Reproduce the material below word for word, starting at the line that contains "request: segment every" and ending at the end of the material. Leave the pictures out of your answer.

- EXERCISE INPUT -
[START]
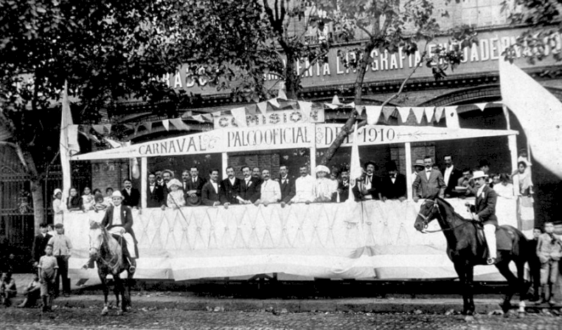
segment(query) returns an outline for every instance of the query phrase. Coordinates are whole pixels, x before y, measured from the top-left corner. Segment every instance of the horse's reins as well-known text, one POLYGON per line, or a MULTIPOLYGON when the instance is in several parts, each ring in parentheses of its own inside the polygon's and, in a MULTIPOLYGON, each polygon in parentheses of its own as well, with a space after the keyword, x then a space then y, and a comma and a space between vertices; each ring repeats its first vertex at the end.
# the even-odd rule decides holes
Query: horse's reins
MULTIPOLYGON (((443 216, 441 214, 441 210, 439 209, 439 205, 437 204, 437 203, 436 202, 434 202, 434 201, 431 201, 431 202, 433 203, 433 204, 437 205, 437 213, 439 213, 439 218, 440 218, 441 220, 443 221, 443 216)), ((449 228, 441 228, 441 229, 437 229, 437 230, 426 230, 426 229, 427 229, 428 225, 429 225, 429 219, 428 218, 428 217, 426 216, 424 216, 424 215, 422 214, 419 212, 418 212, 417 215, 418 215, 418 216, 420 216, 420 217, 422 217, 422 219, 424 219, 424 231, 422 232, 422 234, 431 234, 431 233, 433 233, 433 232, 445 232, 447 230, 453 230, 455 229, 458 228, 459 227, 462 227, 462 226, 464 226, 464 225, 467 225, 469 223, 471 223, 470 221, 464 221, 460 225, 456 225, 455 227, 449 227, 449 228)))

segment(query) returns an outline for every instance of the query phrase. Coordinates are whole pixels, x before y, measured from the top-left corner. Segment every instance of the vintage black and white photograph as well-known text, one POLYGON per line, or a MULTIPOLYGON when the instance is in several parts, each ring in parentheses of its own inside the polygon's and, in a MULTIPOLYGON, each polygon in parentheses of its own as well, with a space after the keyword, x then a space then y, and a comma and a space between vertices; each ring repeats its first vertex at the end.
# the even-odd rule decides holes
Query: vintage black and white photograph
POLYGON ((0 0, 0 329, 562 329, 562 1, 0 0))

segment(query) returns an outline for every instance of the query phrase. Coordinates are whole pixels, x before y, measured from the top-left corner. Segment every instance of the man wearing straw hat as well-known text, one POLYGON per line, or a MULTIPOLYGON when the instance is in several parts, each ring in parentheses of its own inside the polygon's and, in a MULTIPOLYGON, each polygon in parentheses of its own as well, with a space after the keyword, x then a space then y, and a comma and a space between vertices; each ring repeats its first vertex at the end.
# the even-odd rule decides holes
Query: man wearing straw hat
POLYGON ((488 245, 488 264, 496 263, 496 228, 497 217, 496 217, 496 201, 497 194, 488 185, 488 174, 482 171, 475 171, 472 179, 476 189, 476 199, 474 205, 471 205, 473 213, 472 219, 482 223, 484 226, 484 237, 488 245))
MULTIPOLYGON (((130 207, 122 204, 123 195, 121 192, 113 192, 111 197, 113 206, 107 208, 105 215, 101 220, 101 225, 105 227, 107 232, 121 243, 123 256, 129 261, 129 272, 133 272, 136 268, 135 258, 138 256, 138 249, 135 232, 133 231, 133 213, 130 207), (133 247, 134 254, 129 252, 128 245, 133 247)), ((84 268, 86 266, 84 265, 84 268)), ((93 268, 93 258, 90 258, 87 267, 93 268)))

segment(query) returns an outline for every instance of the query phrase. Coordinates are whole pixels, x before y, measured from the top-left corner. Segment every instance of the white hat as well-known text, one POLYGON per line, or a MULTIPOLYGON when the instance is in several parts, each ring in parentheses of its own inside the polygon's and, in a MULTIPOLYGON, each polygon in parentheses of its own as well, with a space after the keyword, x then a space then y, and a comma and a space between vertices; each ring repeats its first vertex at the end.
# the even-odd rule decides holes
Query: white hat
POLYGON ((119 197, 123 199, 123 195, 121 194, 121 192, 119 190, 115 191, 113 192, 112 194, 111 194, 111 198, 115 198, 115 197, 119 197))
POLYGON ((476 180, 481 178, 488 178, 488 174, 485 173, 483 171, 475 171, 472 175, 472 178, 476 180))
POLYGON ((330 173, 329 169, 328 169, 328 166, 324 166, 324 165, 318 165, 318 166, 316 166, 315 169, 314 169, 314 170, 316 172, 330 173))
POLYGON ((182 185, 180 180, 178 179, 171 179, 169 181, 168 181, 168 183, 166 184, 169 189, 171 188, 171 186, 174 185, 177 185, 178 187, 183 187, 183 185, 182 185))

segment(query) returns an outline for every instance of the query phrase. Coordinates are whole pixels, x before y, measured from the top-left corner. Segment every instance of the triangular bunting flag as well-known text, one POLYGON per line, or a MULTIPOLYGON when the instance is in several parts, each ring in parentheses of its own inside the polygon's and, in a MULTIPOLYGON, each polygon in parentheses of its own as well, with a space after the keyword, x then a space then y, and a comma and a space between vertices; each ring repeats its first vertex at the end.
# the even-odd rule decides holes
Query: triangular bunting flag
POLYGON ((244 107, 231 109, 230 112, 239 126, 247 127, 248 126, 246 122, 246 109, 244 107))
POLYGON ((203 119, 203 115, 202 114, 195 114, 195 116, 191 116, 191 118, 192 118, 195 120, 197 120, 200 123, 204 123, 205 122, 205 120, 203 119))
POLYGON ((285 91, 283 91, 282 89, 280 88, 279 89, 279 93, 277 95, 277 98, 281 98, 281 99, 283 99, 283 100, 287 100, 287 94, 285 94, 285 91))
POLYGON ((146 128, 146 130, 148 131, 149 132, 152 130, 152 121, 147 121, 147 122, 143 124, 143 126, 144 126, 145 128, 146 128))
POLYGON ((488 102, 485 102, 483 103, 475 103, 474 105, 480 109, 480 111, 484 111, 484 108, 486 107, 486 105, 488 105, 488 102))
POLYGON ((279 105, 279 102, 277 102, 276 98, 272 98, 271 100, 268 100, 268 102, 269 103, 269 104, 270 104, 273 107, 281 107, 279 105))
POLYGON ((100 134, 103 135, 103 125, 92 125, 92 128, 100 134))
POLYGON ((405 123, 406 121, 408 120, 408 116, 410 116, 410 108, 409 107, 396 107, 396 110, 398 110, 398 113, 400 114, 400 117, 403 123, 405 123))
POLYGON ((433 121, 433 113, 435 113, 435 107, 426 107, 424 108, 424 112, 426 114, 426 119, 427 119, 427 124, 431 124, 433 121))
MULTIPOLYGON (((201 116, 200 114, 200 116, 201 116)), ((170 119, 170 122, 172 125, 175 126, 176 128, 180 131, 189 131, 190 127, 183 122, 183 120, 181 118, 175 118, 174 119, 170 119)))
POLYGON ((424 118, 424 108, 421 107, 412 107, 412 112, 416 116, 416 121, 418 124, 422 123, 422 119, 424 118))
POLYGON ((435 108, 435 121, 438 123, 440 120, 441 120, 441 117, 443 117, 443 110, 445 110, 445 108, 443 107, 437 107, 435 108))
POLYGON ((357 115, 360 116, 363 114, 363 110, 365 110, 364 105, 355 105, 355 111, 357 111, 357 115))
POLYGON ((248 114, 256 114, 256 107, 257 107, 257 105, 256 105, 255 104, 254 105, 248 105, 247 107, 246 107, 246 112, 248 112, 248 114))
POLYGON ((258 110, 259 110, 259 112, 261 112, 261 114, 265 115, 266 112, 268 111, 268 103, 260 102, 258 103, 258 110))
POLYGON ((367 114, 367 124, 375 125, 381 117, 382 107, 380 105, 365 105, 365 112, 367 114))
POLYGON ((388 121, 388 118, 390 118, 393 112, 394 112, 394 107, 384 107, 382 109, 382 114, 384 115, 384 120, 386 121, 388 121))
POLYGON ((103 125, 103 127, 107 130, 107 134, 111 134, 111 124, 105 124, 103 125))
POLYGON ((299 107, 301 108, 301 112, 303 114, 303 119, 308 121, 311 118, 312 103, 310 102, 299 101, 299 107))
POLYGON ((445 107, 445 119, 447 120, 447 127, 449 128, 459 128, 459 115, 457 114, 457 106, 445 107))
POLYGON ((111 147, 112 147, 112 148, 119 148, 119 147, 121 147, 121 143, 119 143, 117 141, 115 141, 115 140, 111 140, 111 139, 107 138, 105 138, 105 141, 107 141, 107 143, 109 143, 109 145, 111 145, 111 147))

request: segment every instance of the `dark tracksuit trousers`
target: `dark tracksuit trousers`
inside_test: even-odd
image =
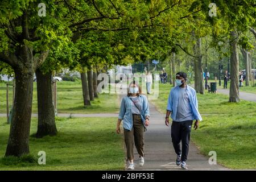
[END]
- TASK RESULT -
request: segment every instance of the `dark tracksuit trousers`
target: `dark tracksuit trousers`
inside_test: even-odd
image =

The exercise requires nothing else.